Copy all of the material below word for word, leaving the pictures out of your answer.

Saved dataset items:
** begin **

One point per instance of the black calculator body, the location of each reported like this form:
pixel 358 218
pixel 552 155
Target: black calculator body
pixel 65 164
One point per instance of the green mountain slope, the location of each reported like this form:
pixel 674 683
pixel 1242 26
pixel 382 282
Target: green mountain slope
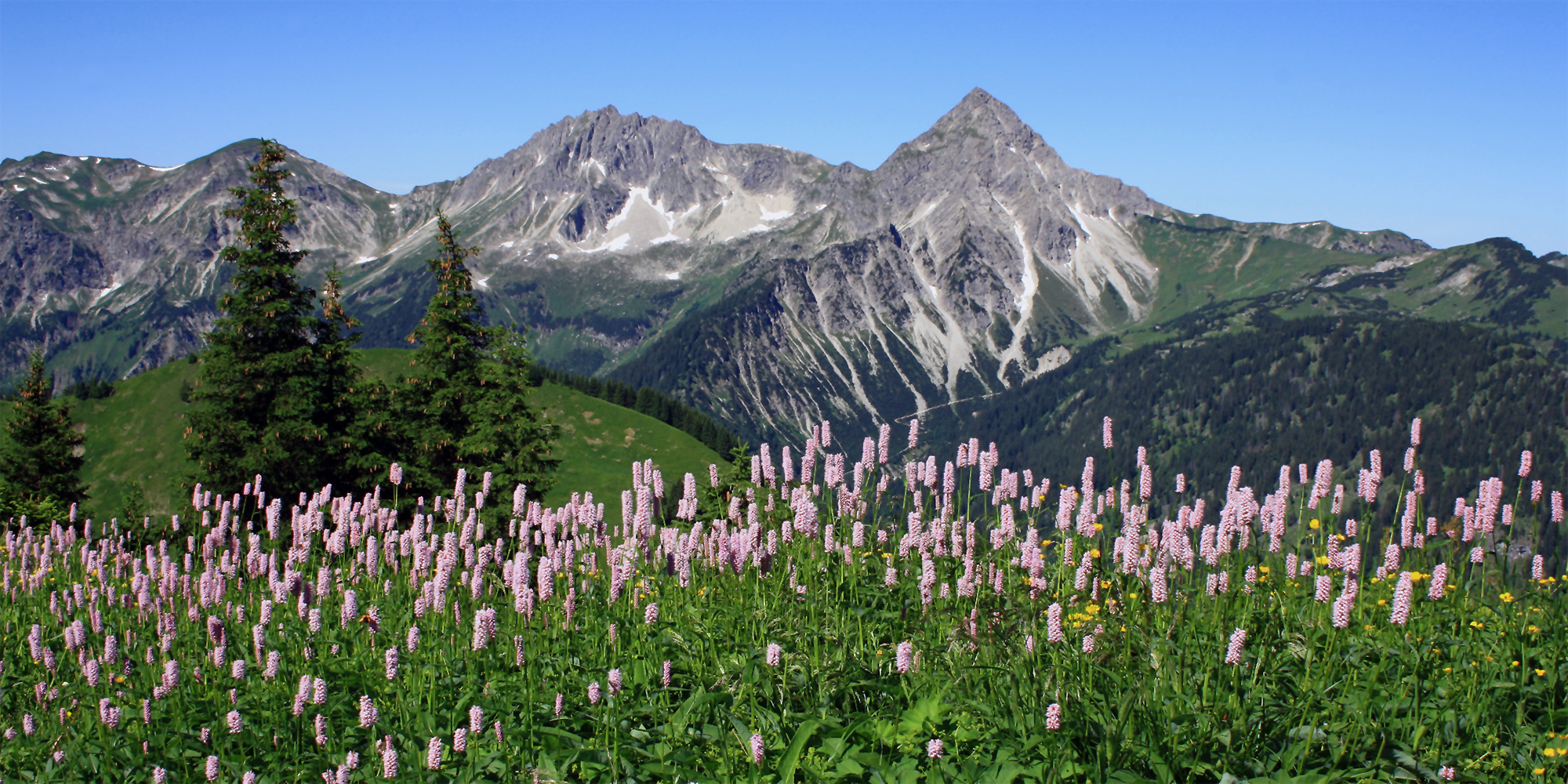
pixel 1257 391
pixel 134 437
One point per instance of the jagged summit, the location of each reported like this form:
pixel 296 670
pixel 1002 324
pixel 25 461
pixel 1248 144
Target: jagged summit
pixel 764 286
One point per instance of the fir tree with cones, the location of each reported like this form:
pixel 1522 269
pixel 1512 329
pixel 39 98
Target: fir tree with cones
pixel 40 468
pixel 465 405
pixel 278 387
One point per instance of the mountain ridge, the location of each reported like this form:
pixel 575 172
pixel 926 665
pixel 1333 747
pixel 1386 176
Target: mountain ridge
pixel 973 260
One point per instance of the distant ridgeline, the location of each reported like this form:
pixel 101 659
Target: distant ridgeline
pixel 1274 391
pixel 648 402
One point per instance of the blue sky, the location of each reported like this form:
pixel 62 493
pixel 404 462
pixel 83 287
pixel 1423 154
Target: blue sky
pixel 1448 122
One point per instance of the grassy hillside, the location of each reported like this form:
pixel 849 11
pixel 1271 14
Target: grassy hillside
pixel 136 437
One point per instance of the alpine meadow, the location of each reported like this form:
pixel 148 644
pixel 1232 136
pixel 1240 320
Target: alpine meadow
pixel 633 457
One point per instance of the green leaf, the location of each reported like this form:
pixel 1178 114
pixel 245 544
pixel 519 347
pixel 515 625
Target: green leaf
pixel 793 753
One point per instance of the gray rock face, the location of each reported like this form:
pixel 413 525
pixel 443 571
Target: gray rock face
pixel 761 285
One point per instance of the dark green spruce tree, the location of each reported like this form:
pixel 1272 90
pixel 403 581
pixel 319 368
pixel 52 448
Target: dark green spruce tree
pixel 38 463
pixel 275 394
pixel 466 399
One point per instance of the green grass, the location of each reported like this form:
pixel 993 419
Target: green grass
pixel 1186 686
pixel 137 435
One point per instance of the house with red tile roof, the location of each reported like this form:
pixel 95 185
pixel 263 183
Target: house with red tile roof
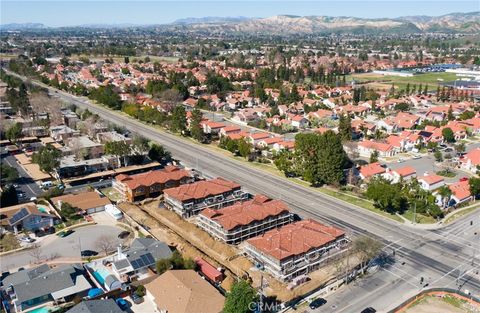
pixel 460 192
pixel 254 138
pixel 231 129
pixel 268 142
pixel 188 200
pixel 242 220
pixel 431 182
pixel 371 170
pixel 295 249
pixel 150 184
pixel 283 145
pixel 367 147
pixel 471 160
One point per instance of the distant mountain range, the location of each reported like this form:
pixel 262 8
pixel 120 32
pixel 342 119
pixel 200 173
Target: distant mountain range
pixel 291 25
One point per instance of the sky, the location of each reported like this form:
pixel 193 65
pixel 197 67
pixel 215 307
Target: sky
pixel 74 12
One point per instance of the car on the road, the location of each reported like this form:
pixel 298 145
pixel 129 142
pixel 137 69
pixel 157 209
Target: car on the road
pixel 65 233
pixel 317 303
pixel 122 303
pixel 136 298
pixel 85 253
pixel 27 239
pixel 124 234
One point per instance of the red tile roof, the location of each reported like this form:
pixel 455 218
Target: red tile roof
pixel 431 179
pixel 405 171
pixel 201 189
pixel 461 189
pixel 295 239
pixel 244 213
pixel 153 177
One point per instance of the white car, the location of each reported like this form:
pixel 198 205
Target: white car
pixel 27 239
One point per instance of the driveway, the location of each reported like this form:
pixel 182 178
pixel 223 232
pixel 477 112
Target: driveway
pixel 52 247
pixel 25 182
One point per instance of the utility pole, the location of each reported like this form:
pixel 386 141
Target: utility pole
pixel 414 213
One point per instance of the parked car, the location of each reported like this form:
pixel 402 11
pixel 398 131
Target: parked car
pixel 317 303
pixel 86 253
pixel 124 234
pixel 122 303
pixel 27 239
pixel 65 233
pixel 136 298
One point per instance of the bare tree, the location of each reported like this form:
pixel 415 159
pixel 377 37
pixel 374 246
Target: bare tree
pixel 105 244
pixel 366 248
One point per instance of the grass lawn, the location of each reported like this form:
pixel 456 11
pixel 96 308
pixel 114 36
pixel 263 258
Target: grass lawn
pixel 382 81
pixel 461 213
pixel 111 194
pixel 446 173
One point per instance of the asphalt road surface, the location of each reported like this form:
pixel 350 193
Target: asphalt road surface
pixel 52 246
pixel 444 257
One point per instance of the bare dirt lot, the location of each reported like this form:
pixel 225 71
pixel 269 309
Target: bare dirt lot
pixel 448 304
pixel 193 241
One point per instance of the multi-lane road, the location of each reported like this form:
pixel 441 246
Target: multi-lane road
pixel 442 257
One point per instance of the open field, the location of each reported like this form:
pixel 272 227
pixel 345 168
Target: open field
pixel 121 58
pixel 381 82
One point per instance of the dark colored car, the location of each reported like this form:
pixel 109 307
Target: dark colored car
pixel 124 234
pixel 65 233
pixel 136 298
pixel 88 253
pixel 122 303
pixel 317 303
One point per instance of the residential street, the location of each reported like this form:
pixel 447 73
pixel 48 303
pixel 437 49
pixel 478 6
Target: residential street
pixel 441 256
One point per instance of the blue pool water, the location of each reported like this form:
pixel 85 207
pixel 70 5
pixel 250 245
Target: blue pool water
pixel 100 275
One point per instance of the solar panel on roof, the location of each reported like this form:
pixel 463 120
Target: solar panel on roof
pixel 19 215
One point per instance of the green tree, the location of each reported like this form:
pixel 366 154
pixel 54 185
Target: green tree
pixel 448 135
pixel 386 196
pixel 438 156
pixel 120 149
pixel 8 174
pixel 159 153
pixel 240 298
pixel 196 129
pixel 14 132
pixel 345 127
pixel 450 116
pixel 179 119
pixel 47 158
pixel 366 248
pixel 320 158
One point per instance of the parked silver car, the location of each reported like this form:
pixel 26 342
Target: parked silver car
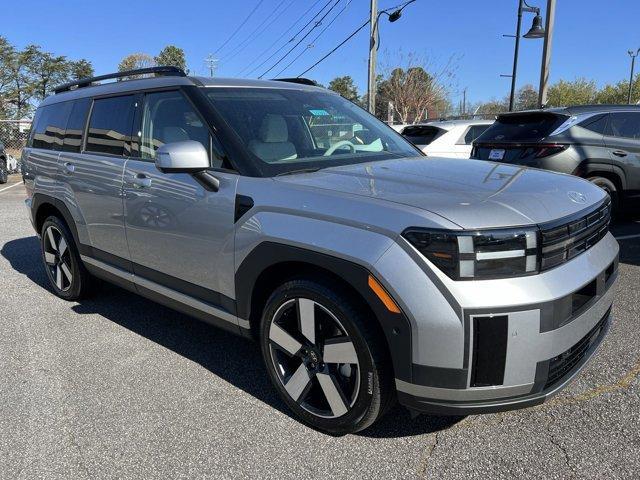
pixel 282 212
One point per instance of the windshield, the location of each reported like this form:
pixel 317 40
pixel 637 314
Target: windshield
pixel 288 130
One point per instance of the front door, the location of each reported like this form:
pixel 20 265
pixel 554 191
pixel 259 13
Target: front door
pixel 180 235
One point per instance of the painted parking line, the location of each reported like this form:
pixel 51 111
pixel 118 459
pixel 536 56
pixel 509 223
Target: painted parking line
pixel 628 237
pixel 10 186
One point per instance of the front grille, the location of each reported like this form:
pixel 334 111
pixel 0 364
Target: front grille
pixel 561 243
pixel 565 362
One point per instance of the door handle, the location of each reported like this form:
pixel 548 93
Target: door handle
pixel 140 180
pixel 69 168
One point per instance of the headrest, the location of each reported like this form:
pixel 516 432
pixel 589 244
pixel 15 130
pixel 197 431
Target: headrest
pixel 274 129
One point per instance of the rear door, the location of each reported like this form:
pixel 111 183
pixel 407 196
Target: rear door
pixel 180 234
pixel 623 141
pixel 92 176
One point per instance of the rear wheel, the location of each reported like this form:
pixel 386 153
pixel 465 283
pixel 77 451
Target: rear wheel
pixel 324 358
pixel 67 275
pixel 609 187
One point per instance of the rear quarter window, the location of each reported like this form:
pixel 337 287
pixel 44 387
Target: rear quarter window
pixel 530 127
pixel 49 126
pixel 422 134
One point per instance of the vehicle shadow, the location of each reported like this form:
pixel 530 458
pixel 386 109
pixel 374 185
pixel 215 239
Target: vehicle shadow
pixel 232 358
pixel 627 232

** end **

= Exercise answer =
One point per instance of the black calculator body, the location of each reported like this form:
pixel 358 218
pixel 552 155
Target: black calculator body
pixel 65 164
One point per instance of the green mountain slope, the location of each reported like this form:
pixel 674 683
pixel 1242 26
pixel 382 282
Target: green mountain slope
pixel 1257 391
pixel 134 437
One point per instance of the jagged summit, the location of each reported like this form:
pixel 296 670
pixel 1002 324
pixel 25 461
pixel 1248 144
Target: jagged summit
pixel 764 286
One point per instance of the fir tree with cones, the location of each reported like this form:
pixel 1522 269
pixel 1512 329
pixel 39 98
Target: fir tree with cones
pixel 40 468
pixel 465 405
pixel 278 387
One point per instance of the mountain ridge, the location of each reported like this form:
pixel 575 172
pixel 926 665
pixel 1333 747
pixel 1386 176
Target: mountain ridge
pixel 973 260
One point per instance of the distant ridgeline, the location of each reported like this form:
pixel 101 659
Target: distant ridgeline
pixel 1274 391
pixel 648 402
One point per instance of the blue sky, the location of each reported like this form:
pixel 62 493
pixel 404 462
pixel 83 287
pixel 1423 154
Target: blue sky
pixel 1448 122
One point per instance of the grassy hillside, the location of each reported like this form:
pixel 849 11
pixel 1271 14
Target: grassy hillside
pixel 136 437
One point per instance of the alpine meadow, the location of each reported like this form:
pixel 148 644
pixel 1232 136
pixel 1240 320
Target: alpine meadow
pixel 633 457
One point per instance of the green leaf, the location of each reported like this form:
pixel 1178 114
pixel 245 544
pixel 519 347
pixel 515 625
Target: green leaf
pixel 793 753
One point per instance of the gray rock face, the location of each reported like this form:
pixel 413 525
pixel 443 571
Target: gray rock face
pixel 761 285
One point per instance of the dark green spruce tree, the location of each reported like this form:
pixel 1272 90
pixel 403 581
pixel 319 368
pixel 52 448
Target: dark green spruce tree
pixel 38 463
pixel 275 394
pixel 466 399
One point per instance of the green grass, the location of each reported like this form:
pixel 993 419
Target: green grass
pixel 1186 686
pixel 137 435
One point per instance of the house with red tile roof, the location of each reported like this form:
pixel 95 185
pixel 263 183
Target: house with red tile roof
pixel 460 192
pixel 254 138
pixel 231 129
pixel 268 142
pixel 188 200
pixel 242 220
pixel 431 182
pixel 371 170
pixel 295 249
pixel 150 184
pixel 283 145
pixel 367 147
pixel 471 160
One point per instance of the distant mountain range, the location of each reported like this form:
pixel 262 8
pixel 120 32
pixel 342 119
pixel 200 173
Target: distant mountain range
pixel 291 25
One point per instance of the sky, the location of each reported like this form:
pixel 193 65
pixel 197 67
pixel 215 307
Target: sky
pixel 74 12
One point per instance of the car on the road, the location of each reported like this form:
pixel 298 145
pixel 129 142
pixel 137 69
pixel 157 209
Target: car on the road
pixel 65 233
pixel 317 303
pixel 122 303
pixel 136 298
pixel 85 253
pixel 27 239
pixel 124 234
One point per instance of the red tile roof, the location of each reported like this form:
pixel 455 218
Target: red tile roof
pixel 431 179
pixel 405 171
pixel 201 189
pixel 461 189
pixel 295 239
pixel 244 213
pixel 153 177
One point per instance of the white car, the location of each reported like this form:
pixel 198 205
Target: white car
pixel 27 239
One point per instance of the driveway, the location of each reported like this form:
pixel 182 178
pixel 223 232
pixel 477 112
Target: driveway
pixel 52 247
pixel 25 182
One point per instance of the utility pole, the location of each reported like this form:
pixel 386 141
Target: utility pole
pixel 414 213
One point per instance of the parked car, the location of each reported like this form:
pixel 402 11
pixel 398 131
Target: parked car
pixel 317 303
pixel 86 253
pixel 124 234
pixel 122 303
pixel 27 239
pixel 65 233
pixel 136 298
One point per instance of the bare tree, the location of each reported like this form:
pixel 415 159
pixel 377 37
pixel 374 246
Target: bare tree
pixel 105 244
pixel 366 248
One point per instance of the grass lawn, the location of each reported like this form:
pixel 456 11
pixel 96 308
pixel 114 36
pixel 263 258
Target: grass lawn
pixel 382 81
pixel 461 213
pixel 111 194
pixel 446 173
One point per instance of the asphalt road surface, the location of each reported like this form:
pixel 350 193
Target: asphalt road surface
pixel 52 246
pixel 444 257
One point per instance of the bare dirt lot, the location of each reported like this form:
pixel 225 71
pixel 269 309
Target: bare dirt lot
pixel 448 304
pixel 193 241
One point per instance of the multi-lane road, the location of each reported like this form:
pixel 441 246
Target: multi-lane road
pixel 442 257
One point per instance of the open field, the location of each reported like this form:
pixel 272 227
pixel 345 168
Target: open field
pixel 121 58
pixel 381 82
One point per instance of the dark colored car, the location of each reported like this form:
pixel 109 307
Target: dark colored car
pixel 124 234
pixel 65 233
pixel 136 298
pixel 88 253
pixel 122 303
pixel 317 303
One point per instance of the residential street, the location of each reported like this form:
pixel 447 73
pixel 48 303
pixel 437 49
pixel 478 6
Target: residential street
pixel 441 256
One point per instance of the blue pool water, the location of each reported like this form:
pixel 85 207
pixel 70 5
pixel 250 245
Target: blue pool water
pixel 100 275
One point per instance of the solar panel on roof, the location of each reported like this form:
pixel 463 120
Target: solar panel on roof
pixel 19 215
One point per instance of the green tree, the location of each reported like this form:
pixel 366 154
pixel 54 185
Target: green tree
pixel 448 135
pixel 386 196
pixel 438 156
pixel 120 149
pixel 8 174
pixel 159 153
pixel 240 298
pixel 196 129
pixel 14 132
pixel 345 127
pixel 450 116
pixel 179 119
pixel 47 158
pixel 366 248
pixel 320 158
One point per instance of the parked silver car, the location of each reported like this form:
pixel 26 342
Target: parked silver car
pixel 282 212
One point per instance of the windshield, the location of each reported like this form:
pixel 317 40
pixel 637 314
Target: windshield
pixel 288 130
One point per instance of the front door, the location of each reported like this form:
pixel 20 265
pixel 554 191
pixel 259 13
Target: front door
pixel 180 235
One point per instance of the painted parking line, the location of each reported like this form:
pixel 51 111
pixel 118 459
pixel 536 56
pixel 509 223
Target: painted parking line
pixel 628 237
pixel 10 186
One point per instance of the front grille, the location of each reported like this form:
pixel 334 111
pixel 0 364
Target: front grille
pixel 561 243
pixel 565 362
One point per instance of the door handle, the location of each reported like this form:
pixel 548 93
Target: door handle
pixel 140 180
pixel 69 168
One point per instance of the headrest, the location of each reported like this form:
pixel 516 432
pixel 589 244
pixel 15 130
pixel 197 431
Target: headrest
pixel 274 129
One point per instance of the rear door, the location of each reported like this form:
pixel 111 183
pixel 407 196
Target: rear door
pixel 180 234
pixel 623 141
pixel 92 176
One point per instance of the rear wheel, the location of each reported like this form:
pixel 386 153
pixel 465 283
pixel 77 451
Target: rear wheel
pixel 324 358
pixel 67 275
pixel 609 187
One point per instance of the rear quarter window, the location of each reported like this form:
pixel 337 287
pixel 44 387
Target: rear quarter window
pixel 530 127
pixel 49 126
pixel 422 134
One point per instance of the vehicle shadow, the location of each reported like this form:
pixel 530 458
pixel 386 109
pixel 374 185
pixel 215 239
Target: vehicle shadow
pixel 232 358
pixel 627 232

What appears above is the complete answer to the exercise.